*Supplied text:*
On May 19, 2009, the Federal Reserve Board (the “Board”) announced that, starting in July, certain high-quality commercial mortgage-backed securities (“CMBS”) issued before Jan. 1, 2009, (“legacy CMBS”) will become eligible collateral under the Term Asset-Backed Securities Loan Facility (“TALF”). In addition, the Board released revised terms and conditions and frequently-asked-questions documents for the TALF program in general and to specifically cover the TALF’s expansion to legacy CMBS.

TALF, initially launched in November 2008, is a government loan facility designed to address the credit crisis by encouraging private investment in a variety of asset-backed securities (“ABS”), including CMBS, using leverage provided by government financing at favorable rates. Under the TALF, the Federal Reserve Bank of New York (the “New York Fed”) will provide up to $200 billion (and potentially up to $1 trillion if the facility is expanded) of non-recourse financing to eligible borrowers owning eligible collateral. On fixed days each month, borrowers may request one or more three year or, in certain cases, five-year TALF loans (minimum size $10 million). The next subscription date for non-mortgage-backed ABS is June 2, 2009, and the first subscription date for newly issued CMBS is June 16, 2009. The initial legacy CMBS subscription date will be in late July. Loan proceeds will be disbursed to the borrower, contingent on receipt by the New York Fed’s custodian bank of the eligible collateral and an administrative fee. The New York Fed will stop making new loans under the TALF program on Dec. 31, 2009, unless this date is extended by the Board.

*Challenges:*
**a)** Reproduce the stretch of the TALF passage from "On May 19, 2009, the" through "to legacy CMBS.", word for word.
**b)** Write the next portion of the TALF passage, starting immediately after its final sentence.
The records that follow this passage on the TALF were drawn from a separate source.

*Records excerpted from a collection:*

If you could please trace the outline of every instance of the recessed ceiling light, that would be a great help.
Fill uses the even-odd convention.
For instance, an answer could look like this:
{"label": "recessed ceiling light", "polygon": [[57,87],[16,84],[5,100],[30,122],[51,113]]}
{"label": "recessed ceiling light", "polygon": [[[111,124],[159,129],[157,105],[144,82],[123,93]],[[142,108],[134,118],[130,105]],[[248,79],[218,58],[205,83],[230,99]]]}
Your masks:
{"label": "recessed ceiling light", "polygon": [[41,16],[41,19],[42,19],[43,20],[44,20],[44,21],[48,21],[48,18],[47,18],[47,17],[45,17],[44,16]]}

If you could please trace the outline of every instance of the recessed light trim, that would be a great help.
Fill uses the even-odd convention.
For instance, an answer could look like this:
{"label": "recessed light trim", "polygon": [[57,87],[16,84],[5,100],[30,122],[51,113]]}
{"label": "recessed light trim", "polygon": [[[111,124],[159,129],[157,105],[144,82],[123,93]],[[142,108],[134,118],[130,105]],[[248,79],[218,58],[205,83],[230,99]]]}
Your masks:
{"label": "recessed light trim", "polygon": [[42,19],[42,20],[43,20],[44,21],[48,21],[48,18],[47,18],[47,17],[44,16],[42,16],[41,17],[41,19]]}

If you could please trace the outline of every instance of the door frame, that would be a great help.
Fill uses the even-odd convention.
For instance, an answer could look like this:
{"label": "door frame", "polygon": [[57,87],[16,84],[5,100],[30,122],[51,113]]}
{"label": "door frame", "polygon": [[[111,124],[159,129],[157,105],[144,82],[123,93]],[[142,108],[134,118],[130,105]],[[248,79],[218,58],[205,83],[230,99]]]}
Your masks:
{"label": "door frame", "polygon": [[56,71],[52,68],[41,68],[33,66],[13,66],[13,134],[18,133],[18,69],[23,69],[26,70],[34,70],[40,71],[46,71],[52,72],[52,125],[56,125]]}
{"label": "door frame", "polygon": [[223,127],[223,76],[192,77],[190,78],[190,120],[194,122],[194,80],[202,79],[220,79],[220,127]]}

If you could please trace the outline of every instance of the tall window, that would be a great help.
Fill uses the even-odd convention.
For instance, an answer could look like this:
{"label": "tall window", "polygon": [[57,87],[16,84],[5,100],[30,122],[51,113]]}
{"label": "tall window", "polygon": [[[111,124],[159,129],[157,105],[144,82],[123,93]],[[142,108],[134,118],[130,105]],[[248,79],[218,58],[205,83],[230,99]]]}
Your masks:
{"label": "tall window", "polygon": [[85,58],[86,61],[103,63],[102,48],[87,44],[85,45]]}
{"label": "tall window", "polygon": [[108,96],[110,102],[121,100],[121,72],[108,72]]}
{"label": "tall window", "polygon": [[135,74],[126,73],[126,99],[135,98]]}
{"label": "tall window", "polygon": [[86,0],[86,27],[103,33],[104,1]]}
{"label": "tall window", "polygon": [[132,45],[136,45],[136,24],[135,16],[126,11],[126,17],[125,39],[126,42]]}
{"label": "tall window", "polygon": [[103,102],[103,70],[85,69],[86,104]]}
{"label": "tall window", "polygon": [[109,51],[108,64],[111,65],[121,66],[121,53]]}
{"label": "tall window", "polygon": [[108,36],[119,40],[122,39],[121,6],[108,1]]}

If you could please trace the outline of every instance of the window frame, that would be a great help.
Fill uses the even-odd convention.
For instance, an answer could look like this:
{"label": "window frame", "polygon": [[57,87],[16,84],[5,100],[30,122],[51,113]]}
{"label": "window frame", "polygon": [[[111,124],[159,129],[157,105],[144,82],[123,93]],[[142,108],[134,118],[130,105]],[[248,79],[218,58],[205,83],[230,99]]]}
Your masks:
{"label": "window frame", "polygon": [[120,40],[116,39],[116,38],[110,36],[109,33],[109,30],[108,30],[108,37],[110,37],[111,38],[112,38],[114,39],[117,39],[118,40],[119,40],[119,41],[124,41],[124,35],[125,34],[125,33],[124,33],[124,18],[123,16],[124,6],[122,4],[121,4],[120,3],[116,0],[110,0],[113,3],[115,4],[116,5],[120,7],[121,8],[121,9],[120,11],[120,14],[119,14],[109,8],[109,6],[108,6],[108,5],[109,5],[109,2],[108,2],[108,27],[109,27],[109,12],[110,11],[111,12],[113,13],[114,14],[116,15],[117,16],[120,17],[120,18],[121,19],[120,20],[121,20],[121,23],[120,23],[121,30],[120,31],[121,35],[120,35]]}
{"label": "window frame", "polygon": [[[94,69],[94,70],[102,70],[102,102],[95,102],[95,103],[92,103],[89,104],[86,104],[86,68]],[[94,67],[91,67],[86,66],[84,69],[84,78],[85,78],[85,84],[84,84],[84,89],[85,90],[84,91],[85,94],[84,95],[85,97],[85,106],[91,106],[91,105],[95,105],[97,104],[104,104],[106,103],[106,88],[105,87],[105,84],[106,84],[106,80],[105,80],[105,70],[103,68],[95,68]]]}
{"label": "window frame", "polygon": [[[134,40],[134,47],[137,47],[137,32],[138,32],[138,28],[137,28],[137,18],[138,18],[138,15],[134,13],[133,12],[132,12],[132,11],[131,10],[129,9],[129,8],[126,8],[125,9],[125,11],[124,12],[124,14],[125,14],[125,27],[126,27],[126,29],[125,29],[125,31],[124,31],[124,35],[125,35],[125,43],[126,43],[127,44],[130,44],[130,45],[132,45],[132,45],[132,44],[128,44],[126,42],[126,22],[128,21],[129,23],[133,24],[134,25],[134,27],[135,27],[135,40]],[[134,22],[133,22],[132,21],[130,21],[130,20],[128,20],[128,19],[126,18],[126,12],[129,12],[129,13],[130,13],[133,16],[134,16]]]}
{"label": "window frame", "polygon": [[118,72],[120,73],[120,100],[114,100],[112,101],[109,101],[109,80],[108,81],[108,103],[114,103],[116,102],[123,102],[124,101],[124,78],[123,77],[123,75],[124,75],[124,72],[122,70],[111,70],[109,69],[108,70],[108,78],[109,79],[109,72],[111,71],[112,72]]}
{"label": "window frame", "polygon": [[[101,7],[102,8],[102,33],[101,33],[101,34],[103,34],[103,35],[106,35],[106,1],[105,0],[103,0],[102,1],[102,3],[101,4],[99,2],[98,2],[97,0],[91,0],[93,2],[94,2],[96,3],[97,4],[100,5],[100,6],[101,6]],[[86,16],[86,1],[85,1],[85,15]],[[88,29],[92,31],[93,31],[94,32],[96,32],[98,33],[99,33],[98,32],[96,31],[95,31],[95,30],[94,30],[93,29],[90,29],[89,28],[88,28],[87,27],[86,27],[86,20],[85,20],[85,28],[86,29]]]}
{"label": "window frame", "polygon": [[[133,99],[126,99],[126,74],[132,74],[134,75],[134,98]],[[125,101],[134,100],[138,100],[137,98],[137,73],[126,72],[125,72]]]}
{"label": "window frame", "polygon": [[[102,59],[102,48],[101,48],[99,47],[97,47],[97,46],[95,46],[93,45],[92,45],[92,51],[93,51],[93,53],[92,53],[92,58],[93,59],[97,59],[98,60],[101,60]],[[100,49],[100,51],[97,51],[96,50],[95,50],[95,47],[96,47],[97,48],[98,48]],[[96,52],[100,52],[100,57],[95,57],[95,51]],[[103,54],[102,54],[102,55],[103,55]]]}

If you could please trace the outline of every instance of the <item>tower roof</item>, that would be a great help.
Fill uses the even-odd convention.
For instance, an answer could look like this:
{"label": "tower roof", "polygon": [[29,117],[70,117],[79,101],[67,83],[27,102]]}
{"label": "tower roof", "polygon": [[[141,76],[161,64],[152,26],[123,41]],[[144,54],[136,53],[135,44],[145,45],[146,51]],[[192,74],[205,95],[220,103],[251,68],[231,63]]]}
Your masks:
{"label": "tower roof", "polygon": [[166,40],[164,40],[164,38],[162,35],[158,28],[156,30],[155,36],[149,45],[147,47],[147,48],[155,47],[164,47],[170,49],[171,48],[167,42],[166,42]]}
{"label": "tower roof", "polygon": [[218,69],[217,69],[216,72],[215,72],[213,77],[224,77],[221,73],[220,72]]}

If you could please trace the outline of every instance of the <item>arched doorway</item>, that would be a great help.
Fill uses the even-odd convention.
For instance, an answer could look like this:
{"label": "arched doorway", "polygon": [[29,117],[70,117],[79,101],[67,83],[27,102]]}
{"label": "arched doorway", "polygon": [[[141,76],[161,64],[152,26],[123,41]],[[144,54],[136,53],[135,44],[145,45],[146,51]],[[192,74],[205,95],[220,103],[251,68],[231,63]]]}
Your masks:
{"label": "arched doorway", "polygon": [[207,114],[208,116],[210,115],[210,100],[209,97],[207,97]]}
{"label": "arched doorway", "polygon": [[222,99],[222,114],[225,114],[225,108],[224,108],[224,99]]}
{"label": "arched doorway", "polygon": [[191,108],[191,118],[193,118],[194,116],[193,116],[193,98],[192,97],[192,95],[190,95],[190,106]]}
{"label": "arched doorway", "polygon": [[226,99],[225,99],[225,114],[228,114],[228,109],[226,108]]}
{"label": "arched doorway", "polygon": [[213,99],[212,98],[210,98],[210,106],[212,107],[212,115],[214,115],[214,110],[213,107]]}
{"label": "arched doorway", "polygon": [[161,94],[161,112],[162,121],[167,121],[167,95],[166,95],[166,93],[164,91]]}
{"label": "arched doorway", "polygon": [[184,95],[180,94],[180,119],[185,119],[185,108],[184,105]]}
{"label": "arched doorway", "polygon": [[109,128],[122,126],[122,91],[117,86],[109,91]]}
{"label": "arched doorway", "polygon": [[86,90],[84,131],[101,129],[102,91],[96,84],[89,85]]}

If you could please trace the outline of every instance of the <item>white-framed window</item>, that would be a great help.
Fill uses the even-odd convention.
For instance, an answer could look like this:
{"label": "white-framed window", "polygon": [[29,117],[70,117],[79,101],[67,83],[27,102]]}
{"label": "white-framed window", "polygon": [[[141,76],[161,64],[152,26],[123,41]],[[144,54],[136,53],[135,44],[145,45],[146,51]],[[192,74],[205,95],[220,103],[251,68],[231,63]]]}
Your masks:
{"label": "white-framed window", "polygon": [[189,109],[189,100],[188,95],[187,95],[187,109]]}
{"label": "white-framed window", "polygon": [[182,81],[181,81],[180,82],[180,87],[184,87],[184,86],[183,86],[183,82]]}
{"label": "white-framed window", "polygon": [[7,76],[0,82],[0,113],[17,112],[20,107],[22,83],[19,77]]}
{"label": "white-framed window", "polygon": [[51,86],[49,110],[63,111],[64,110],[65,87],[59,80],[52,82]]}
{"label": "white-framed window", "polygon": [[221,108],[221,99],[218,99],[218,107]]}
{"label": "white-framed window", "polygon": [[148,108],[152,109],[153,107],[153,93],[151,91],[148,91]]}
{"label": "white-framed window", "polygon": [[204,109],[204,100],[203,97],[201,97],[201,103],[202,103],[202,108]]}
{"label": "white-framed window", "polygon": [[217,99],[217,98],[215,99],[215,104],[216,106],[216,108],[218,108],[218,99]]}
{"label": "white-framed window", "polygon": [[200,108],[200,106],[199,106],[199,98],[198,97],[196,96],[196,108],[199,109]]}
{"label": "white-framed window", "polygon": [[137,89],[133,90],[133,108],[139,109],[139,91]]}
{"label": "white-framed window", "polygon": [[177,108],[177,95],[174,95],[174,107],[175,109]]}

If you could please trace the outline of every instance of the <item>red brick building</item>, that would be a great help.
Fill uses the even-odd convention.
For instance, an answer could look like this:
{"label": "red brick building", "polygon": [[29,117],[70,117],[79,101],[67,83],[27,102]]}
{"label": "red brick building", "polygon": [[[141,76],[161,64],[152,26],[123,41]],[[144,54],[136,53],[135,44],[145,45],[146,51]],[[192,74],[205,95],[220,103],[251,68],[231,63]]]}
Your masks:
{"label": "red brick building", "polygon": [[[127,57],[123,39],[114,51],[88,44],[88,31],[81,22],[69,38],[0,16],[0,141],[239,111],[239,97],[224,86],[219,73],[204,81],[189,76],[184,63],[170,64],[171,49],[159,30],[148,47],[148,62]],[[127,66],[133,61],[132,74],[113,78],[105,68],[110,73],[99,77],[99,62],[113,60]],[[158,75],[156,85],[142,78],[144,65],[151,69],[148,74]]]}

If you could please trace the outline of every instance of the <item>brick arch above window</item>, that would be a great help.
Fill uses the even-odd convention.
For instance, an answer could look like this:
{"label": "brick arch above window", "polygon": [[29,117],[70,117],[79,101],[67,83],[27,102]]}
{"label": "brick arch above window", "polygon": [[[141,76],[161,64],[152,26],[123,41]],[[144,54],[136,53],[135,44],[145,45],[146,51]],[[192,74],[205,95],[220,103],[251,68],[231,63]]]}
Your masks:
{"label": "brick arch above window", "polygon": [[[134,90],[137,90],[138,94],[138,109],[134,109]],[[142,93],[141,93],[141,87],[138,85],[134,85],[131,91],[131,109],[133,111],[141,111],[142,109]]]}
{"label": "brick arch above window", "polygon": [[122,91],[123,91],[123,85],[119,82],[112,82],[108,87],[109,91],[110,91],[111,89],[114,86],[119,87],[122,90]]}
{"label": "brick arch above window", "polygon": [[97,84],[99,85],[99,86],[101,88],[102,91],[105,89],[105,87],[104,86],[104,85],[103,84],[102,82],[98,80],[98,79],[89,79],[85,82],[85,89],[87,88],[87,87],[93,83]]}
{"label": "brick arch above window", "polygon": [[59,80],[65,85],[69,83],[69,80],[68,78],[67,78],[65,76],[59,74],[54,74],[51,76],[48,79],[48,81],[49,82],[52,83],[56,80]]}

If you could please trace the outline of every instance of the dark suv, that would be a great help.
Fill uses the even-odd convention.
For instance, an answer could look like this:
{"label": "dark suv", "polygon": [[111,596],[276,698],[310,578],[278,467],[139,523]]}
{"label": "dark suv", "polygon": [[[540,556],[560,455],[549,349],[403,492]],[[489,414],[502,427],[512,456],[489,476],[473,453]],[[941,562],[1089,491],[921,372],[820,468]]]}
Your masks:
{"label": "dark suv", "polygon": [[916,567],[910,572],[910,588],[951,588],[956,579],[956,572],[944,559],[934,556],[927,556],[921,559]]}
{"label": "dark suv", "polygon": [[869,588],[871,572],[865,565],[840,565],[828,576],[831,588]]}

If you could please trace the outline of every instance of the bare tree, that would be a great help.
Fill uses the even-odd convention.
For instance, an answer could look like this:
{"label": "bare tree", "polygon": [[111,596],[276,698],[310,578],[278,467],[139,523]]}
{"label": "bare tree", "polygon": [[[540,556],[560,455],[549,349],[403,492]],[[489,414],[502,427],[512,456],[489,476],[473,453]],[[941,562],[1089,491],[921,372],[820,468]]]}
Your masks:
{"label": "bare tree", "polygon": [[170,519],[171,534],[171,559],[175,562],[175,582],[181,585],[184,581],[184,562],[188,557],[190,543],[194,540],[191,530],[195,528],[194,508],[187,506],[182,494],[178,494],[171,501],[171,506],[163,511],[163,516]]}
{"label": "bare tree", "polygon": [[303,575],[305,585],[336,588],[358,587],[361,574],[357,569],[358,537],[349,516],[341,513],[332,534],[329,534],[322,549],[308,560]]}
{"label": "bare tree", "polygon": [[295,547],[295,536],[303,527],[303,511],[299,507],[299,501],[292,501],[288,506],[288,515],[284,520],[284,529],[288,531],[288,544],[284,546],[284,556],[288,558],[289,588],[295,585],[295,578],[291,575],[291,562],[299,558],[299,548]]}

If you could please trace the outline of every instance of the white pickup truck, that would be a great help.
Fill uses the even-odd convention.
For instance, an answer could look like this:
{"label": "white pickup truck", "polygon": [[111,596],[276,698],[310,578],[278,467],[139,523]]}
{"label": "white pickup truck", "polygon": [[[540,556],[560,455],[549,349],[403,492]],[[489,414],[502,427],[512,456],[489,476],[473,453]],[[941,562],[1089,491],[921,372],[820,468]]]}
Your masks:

*Response list:*
**a)**
On May 19, 2009, the Federal Reserve Board (the “Board”) announced that, starting in July, certain high-quality commercial mortgage-backed securities (“CMBS”) issued before Jan. 1, 2009, (“legacy CMBS”) will become eligible collateral under the Term Asset-Backed Securities Loan Facility (“TALF”). In addition, the Board released revised terms and conditions and frequently-asked-questions documents for the TALF program in general and to specifically cover the TALF’s expansion to legacy CMBS.

**b)**
Eligible Borrowers

An eligible borrower that owns eligible collateral and maintains an account relationship with a primary dealer may borrow from the TALF program. An entity is an eligible borrower for purposes of the TALF if it is:

  • A business entity or institution that is organized under the laws of the U.S. or territory of the U.S. (“U.S.-organized”) and conducts significant operations or activities in the U.S., including an entity that is owned by a non-U.S. entity and any U.S.-organized subsidiary of such an entity;  
  • A U.S. branch or agency of a foreign bank (other than a foreign central bank) that maintains reserves with a Federal Reserve Bank;  
  • A U.S. insured depository institution; and  
  • An investment fund that is U.S.-organized and managed by an investment manager that has its principal place of business in the U.S.  

For TALF purposes, an investment fund includes any type of pooled investment vehicle (e.g., hedge fund, private equity fund or mutual fund) or single-investor vehicle that is organized as a business entity or institution. Eligible business entities or institutions include entities organized as limited liability companies, partnerships, banks, corporations, and business or other non-personal trusts. Newly formed investment funds may also qualify.

However, a borrower may not be a business entity or investment fund controlled by a foreign government or managed by an investment manager controlled by a foreign government. U.S. branches or agencies of foreign banks and U.S.-insured depository institutions controlled by a foreign government do qualify as eligible borrowers.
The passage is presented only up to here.